### TRY IT
Your answer should be the records again, unchanged in wording and free of images.

────

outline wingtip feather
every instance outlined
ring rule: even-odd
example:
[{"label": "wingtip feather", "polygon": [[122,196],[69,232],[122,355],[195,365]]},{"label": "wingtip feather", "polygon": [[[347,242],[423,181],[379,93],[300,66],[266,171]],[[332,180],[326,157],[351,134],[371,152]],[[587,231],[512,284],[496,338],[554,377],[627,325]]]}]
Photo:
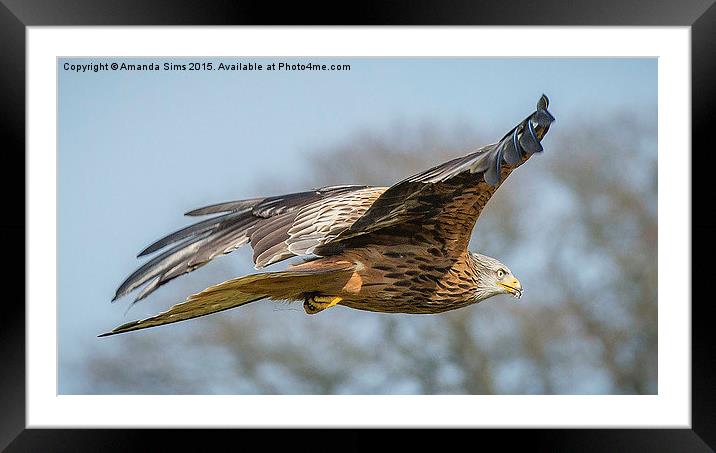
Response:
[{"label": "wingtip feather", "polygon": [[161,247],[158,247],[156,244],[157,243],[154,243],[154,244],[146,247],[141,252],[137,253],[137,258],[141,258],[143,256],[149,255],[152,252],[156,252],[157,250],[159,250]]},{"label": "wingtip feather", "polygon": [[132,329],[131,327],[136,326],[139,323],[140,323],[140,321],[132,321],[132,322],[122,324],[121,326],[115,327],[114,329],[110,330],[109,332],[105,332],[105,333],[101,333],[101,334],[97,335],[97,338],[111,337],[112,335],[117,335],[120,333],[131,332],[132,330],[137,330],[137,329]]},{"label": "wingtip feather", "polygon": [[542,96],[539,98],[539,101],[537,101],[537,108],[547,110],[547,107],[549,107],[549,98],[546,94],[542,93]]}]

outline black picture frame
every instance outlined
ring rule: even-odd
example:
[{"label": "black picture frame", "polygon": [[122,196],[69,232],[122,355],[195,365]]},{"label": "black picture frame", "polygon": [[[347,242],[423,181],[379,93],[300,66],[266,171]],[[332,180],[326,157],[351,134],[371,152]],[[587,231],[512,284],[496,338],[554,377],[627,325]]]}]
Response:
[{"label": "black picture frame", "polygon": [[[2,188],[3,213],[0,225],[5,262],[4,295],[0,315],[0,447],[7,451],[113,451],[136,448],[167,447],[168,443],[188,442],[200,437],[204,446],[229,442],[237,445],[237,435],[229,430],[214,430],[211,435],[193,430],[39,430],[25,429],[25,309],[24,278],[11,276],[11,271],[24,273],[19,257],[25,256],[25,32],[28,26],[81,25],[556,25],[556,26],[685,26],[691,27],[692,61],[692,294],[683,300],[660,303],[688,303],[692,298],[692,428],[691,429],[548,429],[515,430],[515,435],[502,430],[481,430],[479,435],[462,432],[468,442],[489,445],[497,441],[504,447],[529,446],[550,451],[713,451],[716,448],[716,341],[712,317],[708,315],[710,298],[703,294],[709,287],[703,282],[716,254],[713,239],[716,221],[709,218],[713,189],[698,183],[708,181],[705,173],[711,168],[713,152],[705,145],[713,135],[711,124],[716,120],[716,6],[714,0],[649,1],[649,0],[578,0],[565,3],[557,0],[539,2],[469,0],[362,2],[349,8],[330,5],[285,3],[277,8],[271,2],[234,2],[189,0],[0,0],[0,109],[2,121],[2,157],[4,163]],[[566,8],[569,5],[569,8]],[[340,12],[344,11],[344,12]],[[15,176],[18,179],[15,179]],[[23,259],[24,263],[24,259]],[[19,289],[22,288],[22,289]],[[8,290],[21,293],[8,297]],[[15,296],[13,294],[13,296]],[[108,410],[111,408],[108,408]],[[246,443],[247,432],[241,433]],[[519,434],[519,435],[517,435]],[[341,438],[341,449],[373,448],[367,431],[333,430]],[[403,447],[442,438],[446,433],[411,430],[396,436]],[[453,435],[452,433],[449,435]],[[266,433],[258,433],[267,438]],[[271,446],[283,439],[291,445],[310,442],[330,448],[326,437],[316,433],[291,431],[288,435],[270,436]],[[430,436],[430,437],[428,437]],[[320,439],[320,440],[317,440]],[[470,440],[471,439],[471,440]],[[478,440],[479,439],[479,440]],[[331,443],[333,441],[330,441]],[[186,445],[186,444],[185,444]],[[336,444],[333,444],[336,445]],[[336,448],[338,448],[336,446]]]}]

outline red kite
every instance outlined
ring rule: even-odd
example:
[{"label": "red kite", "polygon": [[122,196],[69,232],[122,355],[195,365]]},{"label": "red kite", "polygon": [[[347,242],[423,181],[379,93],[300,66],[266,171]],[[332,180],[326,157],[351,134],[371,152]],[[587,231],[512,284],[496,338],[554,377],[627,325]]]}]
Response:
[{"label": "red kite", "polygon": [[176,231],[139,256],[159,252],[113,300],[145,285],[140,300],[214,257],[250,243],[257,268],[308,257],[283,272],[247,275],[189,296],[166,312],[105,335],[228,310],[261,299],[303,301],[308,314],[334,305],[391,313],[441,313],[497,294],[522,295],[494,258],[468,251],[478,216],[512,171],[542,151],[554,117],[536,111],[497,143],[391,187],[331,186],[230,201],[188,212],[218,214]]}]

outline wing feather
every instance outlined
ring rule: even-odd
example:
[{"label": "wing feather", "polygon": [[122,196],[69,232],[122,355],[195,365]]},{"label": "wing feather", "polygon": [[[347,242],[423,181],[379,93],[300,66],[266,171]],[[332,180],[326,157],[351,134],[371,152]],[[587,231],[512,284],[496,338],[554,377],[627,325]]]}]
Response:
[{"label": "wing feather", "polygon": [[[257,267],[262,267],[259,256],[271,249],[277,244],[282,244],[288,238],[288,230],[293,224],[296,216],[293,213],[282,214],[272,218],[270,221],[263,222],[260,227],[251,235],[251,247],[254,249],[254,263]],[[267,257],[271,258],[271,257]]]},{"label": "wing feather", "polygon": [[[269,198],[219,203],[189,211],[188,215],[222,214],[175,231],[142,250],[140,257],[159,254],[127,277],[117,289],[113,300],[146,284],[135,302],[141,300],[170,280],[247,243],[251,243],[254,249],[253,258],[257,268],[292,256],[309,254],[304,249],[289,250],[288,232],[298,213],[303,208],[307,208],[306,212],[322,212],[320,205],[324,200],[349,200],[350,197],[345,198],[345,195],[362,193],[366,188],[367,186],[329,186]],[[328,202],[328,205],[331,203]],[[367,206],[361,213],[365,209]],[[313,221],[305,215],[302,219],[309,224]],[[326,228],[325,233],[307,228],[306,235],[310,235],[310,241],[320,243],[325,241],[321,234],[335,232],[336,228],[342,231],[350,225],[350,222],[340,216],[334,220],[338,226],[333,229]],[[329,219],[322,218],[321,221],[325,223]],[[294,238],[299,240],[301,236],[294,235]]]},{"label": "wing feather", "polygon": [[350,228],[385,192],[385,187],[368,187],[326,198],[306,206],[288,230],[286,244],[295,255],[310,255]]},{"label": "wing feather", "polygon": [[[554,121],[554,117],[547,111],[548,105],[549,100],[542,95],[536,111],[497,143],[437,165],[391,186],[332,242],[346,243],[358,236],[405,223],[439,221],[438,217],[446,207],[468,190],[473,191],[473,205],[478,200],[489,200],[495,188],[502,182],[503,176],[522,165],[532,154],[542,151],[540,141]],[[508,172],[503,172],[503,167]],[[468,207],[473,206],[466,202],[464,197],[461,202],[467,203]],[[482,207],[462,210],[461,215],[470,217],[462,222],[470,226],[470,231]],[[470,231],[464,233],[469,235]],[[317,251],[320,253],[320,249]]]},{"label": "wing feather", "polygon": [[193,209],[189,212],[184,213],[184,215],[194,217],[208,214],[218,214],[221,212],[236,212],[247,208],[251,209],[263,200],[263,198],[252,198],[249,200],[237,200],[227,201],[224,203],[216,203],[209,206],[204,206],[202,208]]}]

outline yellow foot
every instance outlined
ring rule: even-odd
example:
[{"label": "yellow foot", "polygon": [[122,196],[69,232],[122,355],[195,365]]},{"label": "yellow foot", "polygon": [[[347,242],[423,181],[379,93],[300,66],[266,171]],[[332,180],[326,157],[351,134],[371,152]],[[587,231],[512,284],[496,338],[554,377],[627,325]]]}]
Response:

────

### EXERCISE ANSWER
outline wingtip feather
every instance outlined
ring rule: even-odd
example:
[{"label": "wingtip feather", "polygon": [[122,196],[69,232],[122,355],[195,365]]},{"label": "wingtip feather", "polygon": [[[347,242],[423,181],[379,93],[300,66],[266,171]],[[332,180],[326,157],[351,134],[371,152]],[[587,231],[512,284],[496,338],[554,377],[627,325]]]}]
Photo:
Response:
[{"label": "wingtip feather", "polygon": [[161,247],[158,247],[156,244],[157,243],[154,243],[154,244],[146,247],[141,252],[137,253],[137,258],[141,258],[143,256],[149,255],[152,252],[156,252],[157,250],[159,250]]},{"label": "wingtip feather", "polygon": [[132,329],[131,327],[136,326],[139,323],[140,323],[140,321],[132,321],[132,322],[122,324],[121,326],[115,327],[114,329],[110,330],[109,332],[105,332],[105,333],[101,333],[101,334],[97,335],[97,338],[111,337],[112,335],[117,335],[120,333],[131,332],[132,330],[137,330],[137,329]]},{"label": "wingtip feather", "polygon": [[542,96],[539,98],[539,101],[537,101],[537,108],[547,110],[547,107],[549,107],[549,98],[546,94],[542,93]]}]

outline black picture frame
every instance outlined
ring rule: even-odd
example:
[{"label": "black picture frame", "polygon": [[122,196],[69,232],[122,355],[195,365]]},{"label": "black picture frame", "polygon": [[[347,242],[423,181],[379,93],[300,66],[266,171]],[[332,180],[326,157],[351,134],[371,152]],[[587,231],[512,284],[496,338],[554,377],[627,325]]]}]
Response:
[{"label": "black picture frame", "polygon": [[[2,188],[3,213],[0,225],[5,262],[4,295],[0,315],[0,447],[7,451],[113,451],[136,448],[167,447],[168,443],[188,442],[200,437],[204,446],[229,442],[237,445],[237,435],[229,430],[214,430],[211,435],[193,430],[39,430],[25,429],[25,309],[24,278],[11,276],[11,271],[24,273],[19,257],[25,256],[25,32],[28,26],[81,25],[556,25],[556,26],[685,26],[691,27],[692,61],[692,294],[683,300],[660,303],[688,303],[692,298],[692,428],[691,429],[548,429],[515,430],[515,435],[502,430],[481,430],[479,435],[462,432],[468,442],[489,445],[497,441],[504,447],[529,446],[550,451],[713,451],[716,448],[716,341],[712,317],[708,315],[710,298],[703,294],[709,287],[703,282],[716,254],[713,239],[716,221],[709,218],[713,189],[698,183],[708,181],[705,173],[711,168],[713,152],[705,145],[713,135],[711,124],[716,120],[716,6],[714,0],[649,1],[649,0],[578,0],[565,3],[557,0],[539,2],[469,0],[362,2],[349,8],[330,5],[285,3],[277,8],[271,2],[234,2],[189,0],[0,0],[0,109],[2,121],[2,157],[4,163]],[[566,8],[569,5],[569,8]],[[340,12],[344,11],[344,12]],[[15,176],[18,179],[15,179]],[[23,259],[24,263],[24,259]],[[19,289],[22,288],[22,289]],[[8,290],[21,293],[8,297]],[[15,296],[13,294],[13,296]],[[108,410],[111,408],[108,408]],[[246,443],[247,432],[241,433]],[[519,434],[519,435],[517,435]],[[341,438],[341,449],[373,448],[367,431],[333,430]],[[403,447],[442,438],[446,433],[411,430],[396,436]],[[453,435],[452,433],[449,435]],[[266,433],[258,433],[267,438]],[[271,446],[283,439],[291,445],[310,442],[330,448],[326,437],[316,433],[291,431],[288,435],[270,436]],[[430,436],[430,437],[428,437]],[[320,439],[320,440],[317,440]],[[470,440],[471,439],[471,440]],[[478,440],[479,439],[479,440]],[[331,443],[333,441],[330,441]],[[186,445],[186,444],[185,444]],[[336,444],[333,444],[336,445]],[[336,448],[338,448],[336,446]]]}]

outline red kite
every instance outlined
ring rule: even-odd
example:
[{"label": "red kite", "polygon": [[122,196],[69,232],[122,355],[195,365]]},{"label": "red kite", "polygon": [[[347,242],[423,181],[379,93],[300,66],[266,171]],[[332,180],[326,157],[351,134],[371,152]],[[587,231],[512,284],[496,338],[554,377],[627,325]]]}]
Response:
[{"label": "red kite", "polygon": [[176,231],[139,256],[159,252],[113,300],[145,285],[140,300],[214,257],[250,243],[257,268],[308,257],[283,272],[247,275],[189,296],[166,312],[105,335],[228,310],[261,299],[303,301],[308,314],[334,305],[391,313],[441,313],[497,294],[522,295],[494,258],[468,251],[478,216],[512,171],[542,151],[554,117],[536,111],[497,143],[391,187],[331,186],[230,201],[188,212],[218,214]]}]

outline wing feather
every instance outlined
ring rule: even-odd
example:
[{"label": "wing feather", "polygon": [[122,196],[69,232],[122,355],[195,365]]},{"label": "wing feather", "polygon": [[[347,242],[423,181],[379,93],[300,66],[266,171]],[[332,180],[326,157],[351,134],[371,152]],[[587,231],[512,284],[496,338],[554,377],[627,325]]]}]
Response:
[{"label": "wing feather", "polygon": [[[257,267],[262,267],[259,256],[271,249],[277,244],[282,244],[288,238],[288,230],[293,224],[296,216],[293,213],[282,214],[272,218],[270,221],[263,222],[260,227],[251,235],[251,247],[254,249],[254,263]],[[267,257],[271,258],[271,257]]]},{"label": "wing feather", "polygon": [[[269,198],[219,203],[189,211],[188,215],[222,214],[175,231],[142,250],[140,257],[159,254],[127,277],[117,289],[113,300],[146,284],[135,302],[141,300],[170,280],[247,243],[251,243],[254,249],[253,258],[257,268],[292,256],[309,254],[304,249],[289,250],[288,232],[298,213],[303,208],[307,208],[306,212],[322,212],[320,205],[324,200],[349,200],[350,197],[345,198],[345,195],[362,193],[366,188],[367,186],[329,186]],[[328,202],[328,205],[331,203]],[[367,206],[361,213],[365,209]],[[313,221],[305,215],[302,219],[309,224]],[[326,228],[325,233],[307,228],[306,235],[310,235],[310,241],[320,243],[325,241],[321,234],[335,232],[336,228],[342,231],[350,225],[350,222],[340,216],[334,220],[338,226],[333,229]],[[329,219],[322,218],[321,221],[325,223]],[[294,238],[299,240],[301,236],[294,235]]]},{"label": "wing feather", "polygon": [[350,228],[385,192],[385,187],[368,187],[326,198],[306,206],[288,230],[286,244],[295,255],[310,255]]},{"label": "wing feather", "polygon": [[[554,121],[554,117],[547,111],[548,105],[549,100],[542,95],[536,111],[497,143],[437,165],[391,186],[332,242],[346,243],[358,236],[405,223],[439,221],[438,217],[446,207],[468,190],[473,191],[473,205],[478,200],[489,200],[495,188],[502,182],[503,176],[522,165],[532,154],[542,151],[540,141]],[[508,172],[503,172],[503,167]],[[468,207],[473,206],[466,202],[464,197],[461,202],[467,203]],[[482,207],[462,210],[461,215],[470,217],[462,222],[470,226],[470,231]],[[470,231],[464,233],[469,235]],[[317,251],[320,253],[320,249]]]},{"label": "wing feather", "polygon": [[193,209],[189,212],[184,213],[184,215],[194,217],[208,214],[218,214],[221,212],[236,212],[247,208],[251,209],[263,200],[263,198],[252,198],[249,200],[237,200],[227,201],[224,203],[216,203],[209,206],[204,206],[202,208]]}]

outline yellow foot
every instance outlined
ring rule: even-odd
example:
[{"label": "yellow foot", "polygon": [[122,196],[69,232],[122,355],[195,365]]},{"label": "yellow foot", "polygon": [[[347,242],[423,181],[379,93],[300,66],[266,171]],[[332,180],[326,157],[351,134],[371,152]],[[587,231],[512,284],[496,338],[554,377],[627,325]]]}]
Response:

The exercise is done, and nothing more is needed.